### LISTING
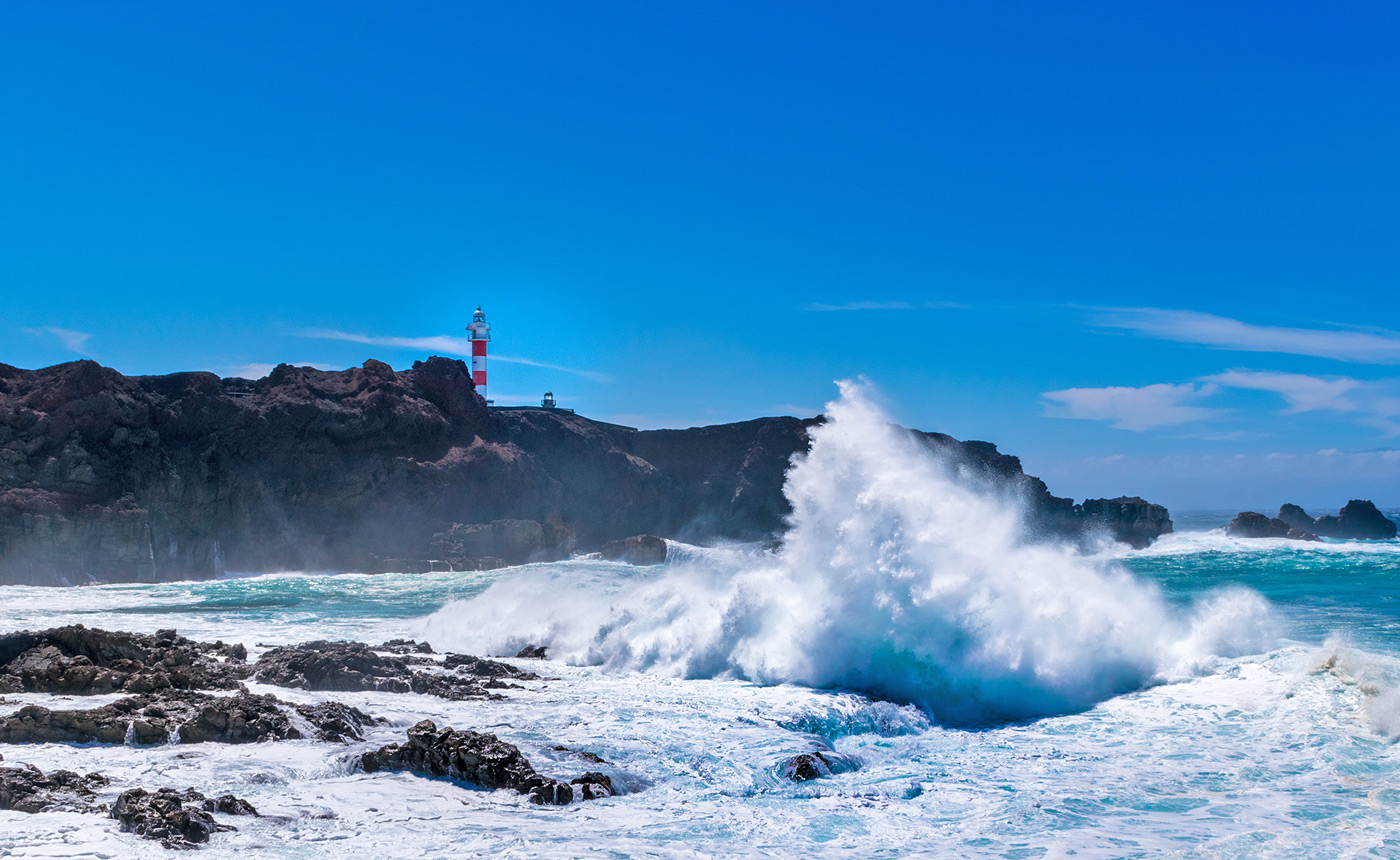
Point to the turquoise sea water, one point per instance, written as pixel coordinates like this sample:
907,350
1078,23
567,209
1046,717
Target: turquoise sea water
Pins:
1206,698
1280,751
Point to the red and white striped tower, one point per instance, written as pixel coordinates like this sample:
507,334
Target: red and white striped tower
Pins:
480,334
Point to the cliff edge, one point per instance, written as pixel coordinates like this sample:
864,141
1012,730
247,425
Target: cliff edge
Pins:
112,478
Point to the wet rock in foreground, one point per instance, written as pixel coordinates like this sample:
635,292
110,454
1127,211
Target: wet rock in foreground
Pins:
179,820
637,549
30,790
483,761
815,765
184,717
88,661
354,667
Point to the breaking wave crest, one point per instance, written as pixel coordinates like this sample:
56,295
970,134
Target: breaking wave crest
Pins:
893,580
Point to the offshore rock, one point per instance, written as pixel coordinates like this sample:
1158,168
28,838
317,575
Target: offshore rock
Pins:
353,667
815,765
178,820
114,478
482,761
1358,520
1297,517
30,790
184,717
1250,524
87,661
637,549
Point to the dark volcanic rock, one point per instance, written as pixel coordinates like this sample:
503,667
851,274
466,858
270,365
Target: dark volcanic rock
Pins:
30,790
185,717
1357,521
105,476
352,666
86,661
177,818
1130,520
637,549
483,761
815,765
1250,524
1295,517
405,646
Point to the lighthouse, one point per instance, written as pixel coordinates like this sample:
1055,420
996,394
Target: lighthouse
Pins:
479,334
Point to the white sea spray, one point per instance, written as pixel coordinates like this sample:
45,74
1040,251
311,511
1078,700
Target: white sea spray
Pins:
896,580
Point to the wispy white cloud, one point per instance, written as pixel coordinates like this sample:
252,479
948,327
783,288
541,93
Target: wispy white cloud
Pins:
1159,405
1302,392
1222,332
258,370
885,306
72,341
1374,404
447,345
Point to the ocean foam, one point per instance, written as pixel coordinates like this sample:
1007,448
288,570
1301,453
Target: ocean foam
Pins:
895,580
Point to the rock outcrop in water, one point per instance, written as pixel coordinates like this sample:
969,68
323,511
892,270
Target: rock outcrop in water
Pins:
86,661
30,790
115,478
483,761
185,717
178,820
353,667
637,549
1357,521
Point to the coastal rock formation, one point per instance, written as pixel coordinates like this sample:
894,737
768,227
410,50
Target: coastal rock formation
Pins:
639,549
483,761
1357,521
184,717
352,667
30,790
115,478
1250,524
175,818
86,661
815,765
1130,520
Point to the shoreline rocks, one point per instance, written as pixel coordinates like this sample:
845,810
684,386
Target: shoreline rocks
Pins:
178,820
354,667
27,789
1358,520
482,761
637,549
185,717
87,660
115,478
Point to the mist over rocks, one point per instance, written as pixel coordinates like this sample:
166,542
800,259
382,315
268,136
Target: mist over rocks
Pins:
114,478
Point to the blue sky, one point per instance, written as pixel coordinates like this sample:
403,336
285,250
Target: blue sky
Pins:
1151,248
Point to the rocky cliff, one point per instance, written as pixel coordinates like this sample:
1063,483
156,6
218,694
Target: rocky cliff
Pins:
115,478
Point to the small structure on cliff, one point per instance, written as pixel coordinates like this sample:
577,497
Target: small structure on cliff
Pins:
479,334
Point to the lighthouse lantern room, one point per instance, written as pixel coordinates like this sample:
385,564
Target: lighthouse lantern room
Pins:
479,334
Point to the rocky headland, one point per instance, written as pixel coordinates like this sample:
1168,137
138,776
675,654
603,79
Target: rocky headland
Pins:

### TASK INSTRUCTIONS
Retype the data above exactly; pictures are not part of the copy.

### FINISHED EXERCISE
Point to the turquoise sea water, one point per instance, written as pixel coordinates like this sample:
907,350
1078,23
567,209
1046,717
Target: turquoise sea water
Pins:
1206,698
1280,751
Point to the red and white striped tower, one point per instance, written as pixel coordinates like this sample:
507,334
Target: red and white striped tower
Pins:
480,334
Point to the cliff edge, one point per instance, written as pixel coordinates like this sample:
864,141
1012,730
247,425
Target: cliff edge
Pins:
112,478
Point to the wet rock in foreground, one point per instance, written as pixel coordinates like this sample:
635,292
110,454
1127,211
Target: wet rock in foreground
Pins:
179,820
637,549
30,790
483,761
815,765
184,717
88,661
354,667
Point to the breaking wave crest, one point per instance, written as pixel coordinates like this sample:
56,295
970,134
Target: breaking wave crest
Pins:
893,580
Point to the offshore rock, one point per instance, written as pixel coordinates like this sample:
1158,168
28,838
317,575
Target: offshore rock
Pins:
353,667
815,765
178,820
114,478
482,761
1358,520
1297,517
30,790
184,717
1250,524
87,661
637,549
Point to the dark volcanic rock, one point per instance, written as pixel coordinates like this sample:
503,667
851,274
466,858
270,365
Target: dark volcanic rock
Pins:
30,790
185,717
1357,521
105,476
352,666
86,661
177,818
1130,520
637,549
483,761
815,765
1250,524
1295,517
405,646
Point to the lighthouse, one point per instance, written as pixel coordinates like this sample:
1055,420
996,394
Target: lighthouse
Pins:
479,334
Point to the white sea spray, one point per instance, written as pixel coordinates like this sample:
45,74
1040,251
311,511
1078,700
Target: white sea spray
Pins:
896,580
Point to the wispy white cloud, one point per instance, written as pixel coordinates like this sample:
252,479
948,327
783,288
541,93
Target: wispy white cloud
Pins:
1159,405
1302,392
1222,332
258,370
885,306
72,341
1374,404
447,345
Point to the ocean foam, one point per instance, written as pixel coordinates like this sample:
1007,448
288,570
1301,453
Target: ocean foam
Pins:
895,580
Point to the rock outcrop in water, one point per instance, written as pixel coordinates like this sample:
969,68
323,511
892,270
Target: rock outcrop in water
Pins:
86,661
30,790
115,478
483,761
185,717
178,820
353,667
637,549
1357,521
Point to the coastal rock formation, one point per instance, written as pixel coordinates like this sample:
894,737
768,227
410,50
Target: coastal rock formation
Pins:
639,549
483,761
1357,521
184,717
352,667
30,790
115,478
1250,524
175,818
86,661
815,765
1130,520
Point to the shoreline rocks, one point per instance, written as pixel coordinates like this sample:
845,810
684,386
Target: shoreline rocks
Pins:
178,820
354,667
27,789
1358,520
482,761
637,549
185,717
87,660
115,478
Point to the mist over rocks, one point per instance, written as pixel coordinates like this sample:
166,542
800,259
382,315
268,136
Target: mist over rocks
Pins:
114,478
Point to the blue sky, one point per instance, written as pixel coordinates like this sample:
403,336
285,250
Target: blue sky
Pins:
1151,248
Point to the rocky cliff, one point per instance, written as pixel coordinates like this sample:
1063,483
156,6
218,694
Target: rocky cliff
Pins:
115,478
Point to the small structure on cliff, one point per instance, written as pixel coordinates like this sample:
577,497
Target: small structure on cliff
Pins:
479,334
Point to the lighthouse lantern room, one point per instance, written as pixel coordinates like this sample:
385,564
Target: lighthouse lantern room
Pins:
479,334
Point to the rocky headland, one point per instance, written as pixel coordinates like this sample:
1168,137
138,776
675,654
603,79
Target: rocky headland
Pins:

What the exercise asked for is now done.